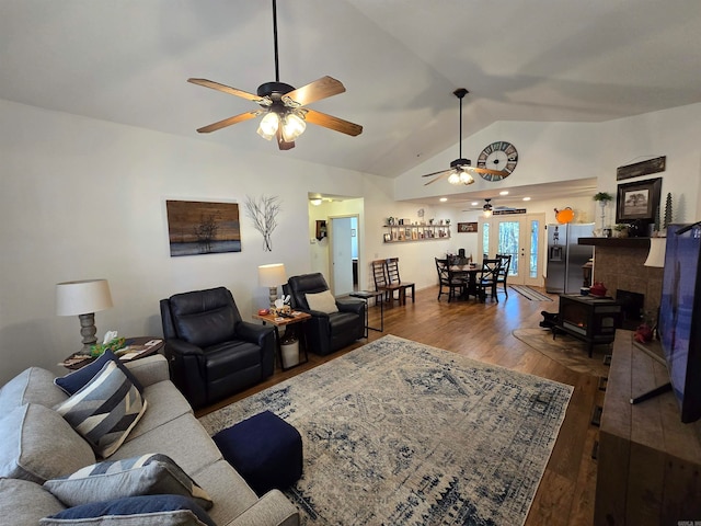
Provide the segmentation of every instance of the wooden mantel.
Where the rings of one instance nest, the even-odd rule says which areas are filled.
[[[579,238],[577,243],[594,247],[650,249],[650,238]]]
[[[610,296],[618,289],[645,295],[645,317],[654,320],[662,298],[663,270],[645,266],[650,238],[579,238],[578,244],[594,245],[594,281]]]

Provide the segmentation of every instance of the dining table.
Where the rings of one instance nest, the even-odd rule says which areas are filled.
[[[482,267],[474,263],[455,262],[448,266],[450,281],[462,279],[464,282],[462,293],[460,294],[461,298],[469,299],[470,296],[474,296],[478,299],[480,298],[481,291],[480,287],[478,287],[478,274],[480,274],[481,271]]]

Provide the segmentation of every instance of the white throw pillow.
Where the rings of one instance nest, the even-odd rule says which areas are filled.
[[[323,293],[306,294],[307,304],[311,310],[318,310],[331,315],[332,312],[338,312],[336,307],[336,299],[331,294],[331,290],[324,290]]]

_ _ _

### What needs to be done
All lines from the one with "Provide the segmentation of every instance of the dining" through the final line above are to be quoted exactly; quote no other line.

### Result of the exercise
Provide the segmentation of every instance of the dining table.
Where the rings of one instance nest, the even-odd rule says which areas are filled.
[[[482,267],[474,263],[455,262],[448,266],[450,281],[462,279],[464,282],[462,293],[460,294],[461,298],[469,299],[470,296],[474,296],[478,299],[480,298],[481,291],[480,287],[478,287],[478,274],[480,274],[481,271]]]

Provide the segmentation of every instance of the white throw pillow.
Where the rings of one instance nest, the even-odd rule says which areas are filled.
[[[323,293],[306,294],[307,304],[311,310],[318,310],[331,315],[332,312],[338,312],[336,307],[336,299],[331,294],[331,290],[324,290]]]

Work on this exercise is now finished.